[Extracted data entries]
____
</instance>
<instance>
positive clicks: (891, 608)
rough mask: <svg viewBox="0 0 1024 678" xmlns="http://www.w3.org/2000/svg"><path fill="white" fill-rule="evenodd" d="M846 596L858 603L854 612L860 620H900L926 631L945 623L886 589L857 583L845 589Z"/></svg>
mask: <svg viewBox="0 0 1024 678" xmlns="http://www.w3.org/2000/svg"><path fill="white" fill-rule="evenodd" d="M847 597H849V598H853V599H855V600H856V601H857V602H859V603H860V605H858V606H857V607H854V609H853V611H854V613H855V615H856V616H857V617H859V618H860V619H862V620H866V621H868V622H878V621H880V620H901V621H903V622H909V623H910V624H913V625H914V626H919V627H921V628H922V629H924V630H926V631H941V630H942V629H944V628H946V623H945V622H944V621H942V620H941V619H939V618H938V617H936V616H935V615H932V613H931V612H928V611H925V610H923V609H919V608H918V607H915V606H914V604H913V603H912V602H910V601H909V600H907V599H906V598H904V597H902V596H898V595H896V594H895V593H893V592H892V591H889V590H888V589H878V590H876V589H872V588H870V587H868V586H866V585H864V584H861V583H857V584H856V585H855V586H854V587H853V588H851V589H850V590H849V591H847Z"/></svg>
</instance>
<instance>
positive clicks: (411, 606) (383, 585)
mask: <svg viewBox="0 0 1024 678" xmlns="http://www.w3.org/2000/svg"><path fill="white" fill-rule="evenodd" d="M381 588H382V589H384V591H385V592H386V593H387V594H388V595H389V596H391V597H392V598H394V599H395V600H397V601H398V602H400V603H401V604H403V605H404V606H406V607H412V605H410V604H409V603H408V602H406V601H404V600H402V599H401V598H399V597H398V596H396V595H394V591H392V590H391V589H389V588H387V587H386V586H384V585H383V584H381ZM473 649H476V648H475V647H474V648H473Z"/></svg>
____
◆ WHAT THIS TASK INVOLVES ◆
Copy each line of the data exactly, leaving nothing out.

◆ OUTPUT FOR THIS TASK ◆
</instance>
<instance>
positive clicks: (891, 608)
rough mask: <svg viewBox="0 0 1024 678" xmlns="http://www.w3.org/2000/svg"><path fill="white" fill-rule="evenodd" d="M846 596L858 603L854 612L860 620H900L926 631L945 623L886 589L857 583L845 589Z"/></svg>
mask: <svg viewBox="0 0 1024 678" xmlns="http://www.w3.org/2000/svg"><path fill="white" fill-rule="evenodd" d="M847 597H849V598H853V599H855V600H856V601H857V602H859V603H860V605H858V606H857V607H854V609H853V611H854V613H855V615H856V616H857V617H859V618H860V619H862V620H866V621H868V622H878V621H880V620H901V621H903V622H909V623H910V624H913V625H914V626H919V627H921V628H922V629H924V630H926V631H941V630H942V629H944V628H946V623H945V622H944V621H942V620H941V619H939V618H938V617H936V616H935V615H932V613H931V612H928V611H925V610H923V609H919V608H918V607H915V606H914V604H913V603H912V602H910V601H909V600H907V599H906V598H904V597H902V596H898V595H896V594H895V593H893V592H892V591H889V590H888V589H878V590H876V589H872V588H870V587H868V586H866V585H864V584H861V583H857V584H856V585H855V586H854V587H853V588H851V589H850V590H849V591H847Z"/></svg>
</instance>
<instance>
positive clicks: (411, 606) (383, 585)
mask: <svg viewBox="0 0 1024 678" xmlns="http://www.w3.org/2000/svg"><path fill="white" fill-rule="evenodd" d="M381 588H382V589H384V591H385V592H386V593H387V594H388V595H389V596H391V597H392V598H394V599H395V600H397V601H398V602H400V603H401V604H403V605H404V606H406V607H412V605H410V604H409V603H408V602H406V601H404V600H402V599H401V598H399V597H398V596H396V595H394V591H392V590H391V589H389V588H387V587H386V586H384V585H383V584H381ZM473 649H476V648H475V647H474V648H473Z"/></svg>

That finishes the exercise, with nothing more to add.